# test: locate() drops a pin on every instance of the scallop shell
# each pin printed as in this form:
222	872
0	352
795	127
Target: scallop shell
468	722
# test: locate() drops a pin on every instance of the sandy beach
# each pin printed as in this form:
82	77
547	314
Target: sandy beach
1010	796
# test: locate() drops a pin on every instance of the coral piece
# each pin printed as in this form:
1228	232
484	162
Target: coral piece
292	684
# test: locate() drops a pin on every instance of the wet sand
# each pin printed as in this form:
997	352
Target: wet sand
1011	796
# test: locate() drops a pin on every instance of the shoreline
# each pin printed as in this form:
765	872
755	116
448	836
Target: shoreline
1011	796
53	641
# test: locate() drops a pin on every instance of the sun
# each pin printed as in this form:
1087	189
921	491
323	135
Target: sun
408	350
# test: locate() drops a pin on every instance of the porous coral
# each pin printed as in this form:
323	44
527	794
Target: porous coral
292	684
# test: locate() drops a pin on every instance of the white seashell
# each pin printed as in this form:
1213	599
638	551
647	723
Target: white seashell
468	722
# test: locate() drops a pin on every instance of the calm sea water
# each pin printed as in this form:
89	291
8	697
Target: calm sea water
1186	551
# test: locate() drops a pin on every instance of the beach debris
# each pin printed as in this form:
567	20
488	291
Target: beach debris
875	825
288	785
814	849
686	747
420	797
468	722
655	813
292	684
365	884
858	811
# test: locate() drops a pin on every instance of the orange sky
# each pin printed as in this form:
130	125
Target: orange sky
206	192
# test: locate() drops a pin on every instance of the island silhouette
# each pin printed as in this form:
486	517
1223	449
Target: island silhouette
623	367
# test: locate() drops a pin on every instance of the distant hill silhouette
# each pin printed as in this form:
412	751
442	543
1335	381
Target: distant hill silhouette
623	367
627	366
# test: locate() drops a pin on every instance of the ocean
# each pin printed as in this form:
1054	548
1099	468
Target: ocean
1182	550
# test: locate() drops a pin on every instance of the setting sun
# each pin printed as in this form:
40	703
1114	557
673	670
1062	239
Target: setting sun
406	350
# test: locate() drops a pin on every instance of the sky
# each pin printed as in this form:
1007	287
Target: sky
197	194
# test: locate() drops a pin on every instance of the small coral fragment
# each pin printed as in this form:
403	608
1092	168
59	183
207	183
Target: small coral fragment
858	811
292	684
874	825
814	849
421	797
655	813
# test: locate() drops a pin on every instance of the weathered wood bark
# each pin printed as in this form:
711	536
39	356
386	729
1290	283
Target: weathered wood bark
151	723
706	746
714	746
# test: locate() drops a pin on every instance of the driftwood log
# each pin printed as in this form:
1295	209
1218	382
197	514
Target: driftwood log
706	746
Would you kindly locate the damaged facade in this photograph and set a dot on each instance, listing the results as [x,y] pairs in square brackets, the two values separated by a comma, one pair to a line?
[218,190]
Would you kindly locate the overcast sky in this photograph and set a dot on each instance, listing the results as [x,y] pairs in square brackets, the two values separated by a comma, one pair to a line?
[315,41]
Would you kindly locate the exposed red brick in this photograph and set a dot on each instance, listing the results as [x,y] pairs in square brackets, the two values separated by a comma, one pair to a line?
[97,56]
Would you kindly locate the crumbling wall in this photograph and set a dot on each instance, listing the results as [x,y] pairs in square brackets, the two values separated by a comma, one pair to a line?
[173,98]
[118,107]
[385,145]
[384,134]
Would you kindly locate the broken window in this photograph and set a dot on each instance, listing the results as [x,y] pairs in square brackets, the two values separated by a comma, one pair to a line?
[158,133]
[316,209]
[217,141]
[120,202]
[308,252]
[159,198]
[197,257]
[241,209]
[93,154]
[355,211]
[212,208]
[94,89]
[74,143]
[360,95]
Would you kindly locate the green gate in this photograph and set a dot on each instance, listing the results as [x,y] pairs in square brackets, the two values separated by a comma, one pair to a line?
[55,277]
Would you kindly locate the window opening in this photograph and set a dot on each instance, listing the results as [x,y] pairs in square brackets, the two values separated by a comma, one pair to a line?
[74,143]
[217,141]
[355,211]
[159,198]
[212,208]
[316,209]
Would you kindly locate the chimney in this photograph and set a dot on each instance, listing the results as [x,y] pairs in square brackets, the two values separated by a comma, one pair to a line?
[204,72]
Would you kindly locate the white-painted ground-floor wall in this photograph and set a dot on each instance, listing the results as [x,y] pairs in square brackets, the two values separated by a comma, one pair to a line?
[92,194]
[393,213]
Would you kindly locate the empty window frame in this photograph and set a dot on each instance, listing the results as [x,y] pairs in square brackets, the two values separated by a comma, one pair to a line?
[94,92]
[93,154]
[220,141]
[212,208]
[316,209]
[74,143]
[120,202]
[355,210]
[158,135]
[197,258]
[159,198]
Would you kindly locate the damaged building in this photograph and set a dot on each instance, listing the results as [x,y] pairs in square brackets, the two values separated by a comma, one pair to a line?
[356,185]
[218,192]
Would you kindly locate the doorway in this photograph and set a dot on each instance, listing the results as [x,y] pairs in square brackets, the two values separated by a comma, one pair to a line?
^^^^^^^^
§ Problem statement
Retype the entries exactly, including every line.

§ Written answer
# test: locate() drops a pin on every instance of the scallop shell
# each pin printed as in this form:
222	872
0	352
795	127
Target: scallop shell
468	722
# test: locate() drops a pin on every instance of the sandy beach
# each pin printed as in this form:
82	77
547	314
Target: sandy beach
1010	796
# test: locate() drops a pin on every instance of the coral piece
# each pin printed as in this form:
1228	232
484	162
Target: coral piece
292	684
# test: locate() drops a pin on every instance of the wet sand
# each pin printed as in this form:
997	352
Target: wet sand
1011	796
# test: locate() drops a pin on every instance of the shoreline
# each pin printed as in this form:
765	872
755	116
448	836
Target: shoreline
1011	796
53	641
# test: locate() drops a pin on every instance of the sun
# each pin printed as in this form:
1087	189
921	491
323	135
Target: sun
408	350
# test: locate() drops a pin on every instance of the porous coral
# each pin printed as in this form:
323	44
527	794
Target: porous coral
292	684
# test: locate() drops a pin on every instance of the white seashell
# each pin printed as in this form:
1213	599
638	551
647	723
Target: white seashell
468	722
# test: locate() drops a pin on every instance of the calm sea water
# each pin printed as in this form:
89	291
8	697
Target: calm sea water
1186	551
# test: locate() drops a pin on every instance of the beach debris
# each pin printed as in this form:
567	20
488	291
Target: beach debris
875	825
288	785
814	849
686	747
420	797
468	722
655	813
292	684
365	884
858	811
# test: locate() drops a pin on every instance of the orange sky
# each pin printed as in this form:
130	125
Target: orange sky
206	192
# test: locate() drops a pin on every instance of the island silhouette
# each pin printed as in this form:
486	517
1223	449
Target: island silhouette
623	367
# test: locate() drops a pin on every instance of the distant hill silhouette
# each pin printed as in this form:
412	751
442	543
1335	381
Target: distant hill silhouette
623	367
627	366
# test: locate() drops a pin on every instance of the ocean
# each pin printed as in this form:
1054	548
1099	468
Target: ocean
1182	550
# test: locate() drops a pin on every instance of the setting sun
# each pin printed as in this form:
40	703
1114	557
673	670
1062	239
Target: setting sun
406	350
# test: locate() drops a pin on every instance of the sky
# each pin printed as in this form:
1007	287
Target: sky
197	194
# test: locate() drops a pin on every instance of the small coral fragment
# each pin printed as in this form:
403	608
1092	168
59	183
207	183
Target: small coral fragment
858	811
292	684
874	825
814	849
421	797
655	813
# test: locate() drops a pin on every instance of the weathered wood bark
# each pin printed as in this form:
711	536
39	356
386	729
1290	283
Target: weathered wood bark
151	723
706	746
714	746
# test: locate() drops a pin on every instance of the driftwood log
# each pin printed as in this form:
1295	209
1218	382
197	514
Target: driftwood log
706	746
Would you kindly locate the damaged facade in this photograph and set a dot on each instance, listing the results as [x,y] pairs in square brackets, the two values separated by a comma, one pair to a line?
[218,190]
Would you kindly locate the overcast sky in this photograph and set a dot on each instance, listing the results as [x,y] pairs in square brackets, the two values separated by a comma, one pair to a line?
[315,41]
Would you kindly locate the exposed red brick in this photograph and set a dot on each instance, listing the results as [x,y] pairs in square brackets, the two values separated by a comma, one pair to a line?
[97,56]
Would you kindly locate the crumbling wall in this photograph and set a dot on each instance, listing the results as [x,y] pairs in square brackets, the two values separated by a comma, one pair to a line?
[173,98]
[118,107]
[385,145]
[384,134]
Would you kindly locate the broken window in this photograph and set a dot on each instance, listing the results as [x,y] pairs in square brackets, the two values separated by a comma, one pair to a line?
[158,133]
[316,209]
[217,141]
[120,202]
[308,252]
[159,198]
[197,257]
[241,209]
[93,154]
[355,211]
[212,208]
[94,89]
[74,143]
[360,95]
Would you kindly locate the green gate in this photograph and set a dot on each instance, listing the results as [x,y] pairs in square brackets, the two values separated by a comma, one pair to a line?
[55,277]
Would you kindly locate the window opening in this photograph and set a dot on each instance, listing the results as [x,y] pairs in square brackets, the two values separated by a comma, one pair to a line?
[74,143]
[217,141]
[355,211]
[159,198]
[212,208]
[316,209]
Would you kindly locate the chimney in this photograph and set a dot on each instance, listing the results as [x,y] pairs in square brackets, the two values separated by a comma, one pair to a line?
[204,72]
Would you kindly locate the white-painted ground-floor wall in this photograph and set a dot on each instance, listing the results as [x,y] pairs in square brackets, the two values separated by a comma, one pair to a line?
[92,194]
[393,213]
Would you kindly locate the empty window frame in this photograph and set a dot on each instance, listing the results as [x,y] pairs in square brackets, the two values separated by a comma, one pair to a line?
[94,92]
[93,154]
[220,141]
[212,208]
[316,209]
[74,143]
[120,202]
[355,210]
[158,135]
[197,258]
[159,198]
Would you kindly locate the damaged building in this photograph and set a dot on each instance, listing the results as [x,y] pairs in square brackets, the two values separated by a comma, one pair to a line?
[356,185]
[218,192]
Would you kindly locate the doorway in this photograph and set a dot on each instance, listing the results as [x,y] pairs in square brackets, the two values separated by a comma, one pair to a line?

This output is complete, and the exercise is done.